WORK REQUIRED:
Please output the lines shown below exactly as they appear.

--- EXERCISE DATA Enclosed Below ---

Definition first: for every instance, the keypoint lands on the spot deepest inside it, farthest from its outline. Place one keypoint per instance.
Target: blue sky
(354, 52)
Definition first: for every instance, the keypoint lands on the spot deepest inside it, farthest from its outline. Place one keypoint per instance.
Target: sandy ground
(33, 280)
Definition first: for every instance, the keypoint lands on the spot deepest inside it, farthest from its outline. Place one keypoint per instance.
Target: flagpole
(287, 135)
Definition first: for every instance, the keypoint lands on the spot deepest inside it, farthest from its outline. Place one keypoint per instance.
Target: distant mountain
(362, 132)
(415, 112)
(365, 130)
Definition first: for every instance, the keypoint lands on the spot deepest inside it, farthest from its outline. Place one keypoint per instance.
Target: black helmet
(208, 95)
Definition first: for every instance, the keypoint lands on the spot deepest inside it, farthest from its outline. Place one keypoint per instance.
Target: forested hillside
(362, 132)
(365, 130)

--- End of Enclosed EXERCISE DATA ---

ANSWER TO THIS TASK:
Definition first: for every instance, the keypoint lands on the spot deepest inside it, farthest from its outline. Place one keypoint per instance.
Target: blue sky
(354, 52)
Definition first: for every instance, the keypoint lands on the spot deepest inside it, farthest from its outline. Place one keypoint per instance.
Target: sandy ground
(33, 280)
Definition first: for every instance, the keypoint lands on the spot deepest inside it, farthest from its outline. Place one keypoint per instance.
Target: flagpole
(287, 135)
Definition first: for every instance, the keypoint lands on the spot deepest inside it, farthest from its outline. Place one keypoint per instance.
Target: distant mountain
(362, 132)
(415, 112)
(365, 130)
Definition first: for every instance, the keypoint lands on the spot deepest inside it, farthest from its outline. Place one keypoint per instance.
Target: black helmet
(208, 95)
Definition first: for every instance, the keypoint lands on the spot deepest inside it, farthest from its outline. Place one keypoint per instance.
Target: forested hillside
(362, 132)
(365, 130)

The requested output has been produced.